Why me? Why was I chosen to bear this heavy sadness?
It doesn’t look as if this pregnancy will be better than my first. I didn’t deal with the depression then. It was nice and waited until after kiddo was born to start creeping in. This past week has proven rough for me. I have been fighting the sadness that all too often finds it way in my head. It seems as if no amount of pills can keep it away. It comes without warning, and stays without invite.
It’s not like I haven’t felt joy and happiness since finding out I am pregnant. It just reminds me of when I started to feel the sadness after kiddo was born. I felt joy and happiness with kiddo, but that sadness and darkness took over. It made me feel indifferent, even though I could feel that love. It also made me feel angry and sad. Thankfully right now, all I feel is the sadness.
However, why does it always come to visit when I least want it to? Not that there is ever a time that I want it around, mind you, but it always comes at inconvenient times. Like now, and after kiddo was born.
I do my best to fight it, like going outside to play with kiddo. I try to enjoy the time I spend playing board games or Barbie’s with her, because I do not want that darkness to take over. I don’t want that voice in my head telling me how pathetic I am, and how I do not deserve any inkling of happiness. I don’t need it telling me how everyone’s life would be better without me, like it used to.

_ _ _ _ _ _ _

## Problem A
Summarize the post in two sentences.
## Problem B
According to the post, when did the depression start the first time?
Base every answer on the post alone.

(Source data)
_ _ _ _ _ _ _

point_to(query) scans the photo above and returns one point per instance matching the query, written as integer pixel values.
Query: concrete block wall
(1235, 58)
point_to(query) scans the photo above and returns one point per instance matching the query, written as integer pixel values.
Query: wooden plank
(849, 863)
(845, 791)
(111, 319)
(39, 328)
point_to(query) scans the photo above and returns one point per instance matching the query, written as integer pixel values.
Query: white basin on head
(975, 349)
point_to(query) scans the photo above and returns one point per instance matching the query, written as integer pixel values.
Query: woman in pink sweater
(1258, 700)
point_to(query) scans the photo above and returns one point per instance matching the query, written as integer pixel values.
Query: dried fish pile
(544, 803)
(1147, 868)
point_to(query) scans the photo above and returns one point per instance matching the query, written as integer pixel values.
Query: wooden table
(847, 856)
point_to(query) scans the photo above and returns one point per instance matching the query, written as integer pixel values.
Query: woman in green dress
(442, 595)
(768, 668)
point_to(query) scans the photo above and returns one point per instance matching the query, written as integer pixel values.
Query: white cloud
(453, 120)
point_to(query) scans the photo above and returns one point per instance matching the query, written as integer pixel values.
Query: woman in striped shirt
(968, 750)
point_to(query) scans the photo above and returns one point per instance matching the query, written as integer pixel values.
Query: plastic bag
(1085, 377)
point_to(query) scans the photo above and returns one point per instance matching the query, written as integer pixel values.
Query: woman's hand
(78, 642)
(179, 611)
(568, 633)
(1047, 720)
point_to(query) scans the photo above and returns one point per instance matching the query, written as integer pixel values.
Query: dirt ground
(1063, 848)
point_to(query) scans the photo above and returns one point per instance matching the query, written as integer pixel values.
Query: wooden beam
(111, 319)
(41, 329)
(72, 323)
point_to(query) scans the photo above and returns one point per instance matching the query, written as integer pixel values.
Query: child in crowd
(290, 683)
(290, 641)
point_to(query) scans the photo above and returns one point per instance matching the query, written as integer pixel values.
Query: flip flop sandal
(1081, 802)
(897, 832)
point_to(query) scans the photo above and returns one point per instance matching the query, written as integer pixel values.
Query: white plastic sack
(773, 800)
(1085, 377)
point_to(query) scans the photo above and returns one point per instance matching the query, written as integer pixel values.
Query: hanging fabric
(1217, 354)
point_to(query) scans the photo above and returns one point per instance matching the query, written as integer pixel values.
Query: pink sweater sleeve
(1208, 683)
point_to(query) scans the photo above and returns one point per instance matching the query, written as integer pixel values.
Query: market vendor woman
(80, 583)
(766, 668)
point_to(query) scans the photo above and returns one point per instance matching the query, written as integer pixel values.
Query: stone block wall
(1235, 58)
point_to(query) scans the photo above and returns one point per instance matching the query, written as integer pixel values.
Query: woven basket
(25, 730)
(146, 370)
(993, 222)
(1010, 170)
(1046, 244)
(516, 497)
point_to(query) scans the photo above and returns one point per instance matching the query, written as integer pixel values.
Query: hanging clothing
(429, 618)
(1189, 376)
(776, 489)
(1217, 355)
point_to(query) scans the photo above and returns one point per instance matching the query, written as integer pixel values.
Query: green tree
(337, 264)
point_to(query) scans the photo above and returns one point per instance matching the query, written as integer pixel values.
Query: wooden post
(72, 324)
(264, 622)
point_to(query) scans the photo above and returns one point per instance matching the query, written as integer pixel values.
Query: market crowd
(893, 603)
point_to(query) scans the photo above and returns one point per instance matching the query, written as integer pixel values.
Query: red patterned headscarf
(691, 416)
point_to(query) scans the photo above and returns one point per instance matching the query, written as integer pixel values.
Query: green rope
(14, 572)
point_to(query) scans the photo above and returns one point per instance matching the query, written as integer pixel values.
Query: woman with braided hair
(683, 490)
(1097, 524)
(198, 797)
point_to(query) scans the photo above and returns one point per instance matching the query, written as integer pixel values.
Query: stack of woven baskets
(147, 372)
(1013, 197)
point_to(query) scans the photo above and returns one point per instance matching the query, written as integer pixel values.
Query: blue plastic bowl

_ _ _ _ _ _ _

## Response box A
The writer is pregnant again and fighting a sadness that no amount of pills keeps away, much like the depression that crept in after the first child was born. To keep the darkness from taking over, the writer plays with the child, resisting a voice that once said everyone's life would be better without the writer.

## Response box B
It started after the writer's child was born.